Most studies reported similar results to the present study, except the study of Asadi et al. (2012), where the educational intervention could not have an effect on the sample when choosing the mode of delivery (39). The sample size in their study was different from the present study, and their participants were only 24-28-week pregnant women, while in the present study, pregnant women with gestational ages of >12 weeks constituted the research sample. The number of training sessions in the mentioned study was less than in the present study, which can be one of the reasons for the difference in the results. Also, the purpose of the study and the methodology of their study were different. Choosing the method of delivery can be influenced by the opinions and beliefs of those around the pregnant women; perhaps it is necessary to influence the subjective norms of the participants in a more appropriate way.
One of the strengths of the present study was that, due to the COVID-19 epidemic and the need to maintain social distancing, mobile health technology was used, which allowed pregnant women to benefit from educational content. In addition, the sample were randomly selected, and using this method, the results of the study could be more generalizable to the community. Additionally, we conducted the intervention using the educational materials that the maternal and newborn health department at the Ministry of Health has approved. One of the limitations of the present study was that since the training was provided virtually, sample may not have paid enough attention to it. The use of a self-administered method to complete the questionnaires was another limitation. We attempted to overcome this limitation by adhering to the instructions and urging the sample to follow the guidelines. Considering the importance of mental health for pregnant women and the effects of stress on pregnant women, it is possible to consider educational intervention using mobile health technology as a cost-effective method with no time or place constraints to improve their mental health status.
Conclusion
Based on the findings of this study, education with mobile health technology can lead to a significant reduction in the level of stress related to COVID-19 in pregnant women. Since educational interventions designed to reduce pregnancy stress are critical and can minimize adverse outcomes for women and infants during the epidemic, it is suggested that this strategy be used in the care of pregnant women and stress management.
Acknowledgements
This article extracted from the first author's master thesis in the Department of Midwifery at Gonabad University of Medical Sciences. The authors appreciate Vice Chancellor for Education and Health at Gonabad University of Medical Sciences as well as the Social Development and Health Promotion Research Center for providing financial support for this project.
Conflicts of interest
The authors declared no conflicts of interest.

### Task description
In the article excerpt, change "financial support" to "funding" and give the passage again, starting at the words "Acknowledgements" and ending after "for this project.".

### Dataset content
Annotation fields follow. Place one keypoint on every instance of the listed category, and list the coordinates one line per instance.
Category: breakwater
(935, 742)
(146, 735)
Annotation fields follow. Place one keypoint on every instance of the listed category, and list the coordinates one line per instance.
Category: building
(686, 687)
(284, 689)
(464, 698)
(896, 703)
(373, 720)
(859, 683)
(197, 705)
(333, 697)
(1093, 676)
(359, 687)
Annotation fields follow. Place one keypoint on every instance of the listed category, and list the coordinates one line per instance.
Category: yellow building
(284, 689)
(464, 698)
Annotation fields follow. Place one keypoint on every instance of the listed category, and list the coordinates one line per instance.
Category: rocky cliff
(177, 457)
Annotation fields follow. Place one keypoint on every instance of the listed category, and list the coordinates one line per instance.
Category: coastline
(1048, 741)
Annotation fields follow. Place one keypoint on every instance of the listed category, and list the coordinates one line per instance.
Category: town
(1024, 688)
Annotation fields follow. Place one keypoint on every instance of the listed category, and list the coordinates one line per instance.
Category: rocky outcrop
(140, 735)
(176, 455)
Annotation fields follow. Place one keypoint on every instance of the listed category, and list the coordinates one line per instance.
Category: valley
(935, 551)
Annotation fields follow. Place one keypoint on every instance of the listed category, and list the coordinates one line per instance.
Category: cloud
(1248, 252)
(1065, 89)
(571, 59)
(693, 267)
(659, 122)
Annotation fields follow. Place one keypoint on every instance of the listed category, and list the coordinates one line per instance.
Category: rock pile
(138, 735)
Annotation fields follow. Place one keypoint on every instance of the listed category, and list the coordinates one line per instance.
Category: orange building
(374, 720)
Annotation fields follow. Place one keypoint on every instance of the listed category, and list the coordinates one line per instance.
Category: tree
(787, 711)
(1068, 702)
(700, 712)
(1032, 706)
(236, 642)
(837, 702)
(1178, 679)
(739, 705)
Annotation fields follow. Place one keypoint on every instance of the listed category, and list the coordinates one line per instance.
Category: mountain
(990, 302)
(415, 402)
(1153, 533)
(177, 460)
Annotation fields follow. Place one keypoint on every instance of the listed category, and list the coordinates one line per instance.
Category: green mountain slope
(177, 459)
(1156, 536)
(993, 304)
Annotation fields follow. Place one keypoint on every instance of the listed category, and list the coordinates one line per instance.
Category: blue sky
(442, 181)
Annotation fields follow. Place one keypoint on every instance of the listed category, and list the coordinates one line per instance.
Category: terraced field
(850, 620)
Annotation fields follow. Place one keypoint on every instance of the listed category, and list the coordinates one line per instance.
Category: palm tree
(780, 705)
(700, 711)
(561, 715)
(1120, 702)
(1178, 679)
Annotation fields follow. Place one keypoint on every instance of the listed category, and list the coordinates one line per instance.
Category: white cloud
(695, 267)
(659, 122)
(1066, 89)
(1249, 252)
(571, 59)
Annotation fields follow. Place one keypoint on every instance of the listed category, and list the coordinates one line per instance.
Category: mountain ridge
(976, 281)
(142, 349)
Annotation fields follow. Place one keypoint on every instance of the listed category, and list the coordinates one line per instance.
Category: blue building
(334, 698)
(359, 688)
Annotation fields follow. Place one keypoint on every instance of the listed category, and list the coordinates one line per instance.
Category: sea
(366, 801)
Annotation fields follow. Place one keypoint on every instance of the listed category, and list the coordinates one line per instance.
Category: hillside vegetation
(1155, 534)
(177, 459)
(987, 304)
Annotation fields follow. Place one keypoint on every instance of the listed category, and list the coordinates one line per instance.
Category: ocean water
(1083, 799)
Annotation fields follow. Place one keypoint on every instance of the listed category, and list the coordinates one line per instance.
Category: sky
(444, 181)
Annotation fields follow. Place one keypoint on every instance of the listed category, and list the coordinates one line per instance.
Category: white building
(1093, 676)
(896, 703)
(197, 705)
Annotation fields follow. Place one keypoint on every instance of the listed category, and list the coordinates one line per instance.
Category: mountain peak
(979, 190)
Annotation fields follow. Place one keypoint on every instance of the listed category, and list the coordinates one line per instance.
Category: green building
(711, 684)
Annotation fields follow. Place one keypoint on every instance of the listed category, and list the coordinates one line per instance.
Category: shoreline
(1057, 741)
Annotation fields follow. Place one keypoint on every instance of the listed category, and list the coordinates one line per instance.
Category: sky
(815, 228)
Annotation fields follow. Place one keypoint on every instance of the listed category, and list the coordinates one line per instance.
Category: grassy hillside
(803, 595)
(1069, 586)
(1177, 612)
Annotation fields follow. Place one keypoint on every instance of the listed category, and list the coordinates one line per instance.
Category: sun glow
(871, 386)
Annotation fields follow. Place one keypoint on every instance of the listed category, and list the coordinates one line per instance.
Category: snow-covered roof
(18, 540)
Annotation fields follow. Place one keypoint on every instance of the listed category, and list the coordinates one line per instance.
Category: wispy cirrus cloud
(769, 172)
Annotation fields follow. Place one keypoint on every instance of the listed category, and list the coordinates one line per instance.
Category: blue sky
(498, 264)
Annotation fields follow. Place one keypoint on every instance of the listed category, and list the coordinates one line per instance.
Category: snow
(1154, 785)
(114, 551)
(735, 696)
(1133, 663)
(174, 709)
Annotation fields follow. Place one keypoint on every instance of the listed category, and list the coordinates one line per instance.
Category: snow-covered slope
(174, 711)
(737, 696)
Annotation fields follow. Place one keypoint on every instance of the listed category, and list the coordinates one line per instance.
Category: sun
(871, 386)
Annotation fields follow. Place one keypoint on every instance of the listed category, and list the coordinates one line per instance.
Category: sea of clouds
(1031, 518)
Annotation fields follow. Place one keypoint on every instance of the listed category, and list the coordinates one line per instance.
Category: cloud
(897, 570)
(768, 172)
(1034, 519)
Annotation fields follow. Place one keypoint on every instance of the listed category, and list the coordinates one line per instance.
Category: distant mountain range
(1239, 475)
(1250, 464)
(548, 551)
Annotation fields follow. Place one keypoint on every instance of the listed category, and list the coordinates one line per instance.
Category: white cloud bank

### Task response
Acknowledgements
This article extracted from the first author's master thesis in the Department of Midwifery at Gonabad University of Medical Sciences. The authors appreciate Vice Chancellor for Education and Health at Gonabad University of Medical Sciences as well as the Social Development and Health Promotion Research Center for providing funding for this project.